Texto fornecido:
++++++

Os escritos atribuídos a Pseudo-Dionísio, o Aeropagita (século V/VI) desempenharam um papel fundamental no diálogo entre a cultura helenística e o cristianismo, uma religião de origem semita. Ele utiliza o arcaboiço neoplatónico para desenvolver uma teologia mística e apofática (diz-se do método teológico que procura o conhecimento de Deus através da negação, afirmando aquilo que Deus não é). Deus é radicalmente transcendente, e nada pode ser afirmado sobre Ele diretamente. Todo o discurso humano sobre Deus é inadequado; o caminho para conhecê-Lo é a via negativa (o silêncio, a negação de todos os atributos).
Inspirado pelo neoplatonismo, Pseudo-Dionísio descreve uma hierarquia ordenada que conduz o ser humano a Deus. Essa estrutura foi integrada na teologia cristã, com a mediação dos anjos e da Igreja na ascensão espiritual. O objetivo da vida cristã é a união com Deus, num estado de êxtase e união mística. Aqui, o ser humano transcende todas as formas e conceitos. Séculos depois, Tomás de Aquino (1225–1274), no auge da Escolástica, revisita as ideias de Pseudo-Dionísio dentro do contexto da síntese entre a filosofia aristotélica e o cristianismo. Para São Tomás, embora Deus seja radicalmente transcendente, Ele pode ser conhecido analogicamente através de Suas criaturas. Isso contrasta parcialmente com a ênfase apofática de Pseudo-Dionísio. São Tomás aprofunda a ideia de hierarquia de Pseudo-Dionísio, estruturando sua teologia com base numa ordem cósmica que reflete a sabedoria divina.

++++++

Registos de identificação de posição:
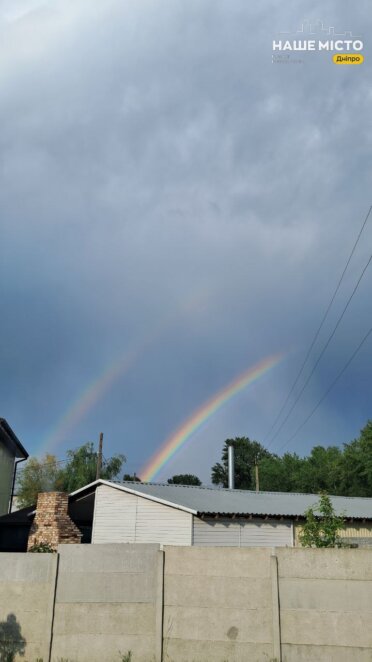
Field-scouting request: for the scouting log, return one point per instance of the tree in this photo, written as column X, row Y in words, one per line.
column 46, row 475
column 356, row 465
column 246, row 452
column 38, row 476
column 81, row 467
column 184, row 479
column 322, row 525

++++++

Lista de tarefas:
A - Cite o trecho do texto sobre Pseudo-Dionísio que vai de "Os escritos atribuídos" a "todos os atributos).".
B - Segundo o texto sobre Pseudo-Dionísio, qual é o objetivo da vida cristã?

Respostas às tarefas:
A -
Os escritos atribuídos a Pseudo-Dionísio, o Aeropagita (século V/VI) desempenharam um papel fundamental no diálogo entre a cultura helenística e o cristianismo, uma religião de origem semita. Ele utiliza o arcaboiço neoplatónico para desenvolver uma teologia mística e apofática (diz-se do método teológico que procura o conhecimento de Deus através da negação, afirmando aquilo que Deus não é). Deus é radicalmente transcendente, e nada pode ser afirmado sobre Ele diretamente. Todo o discurso humano sobre Deus é inadequado; o caminho para conhecê-Lo é a via negativa (o silêncio, a negação de todos os atributos).

B - A união com Deus, num estado de êxtase e união mística.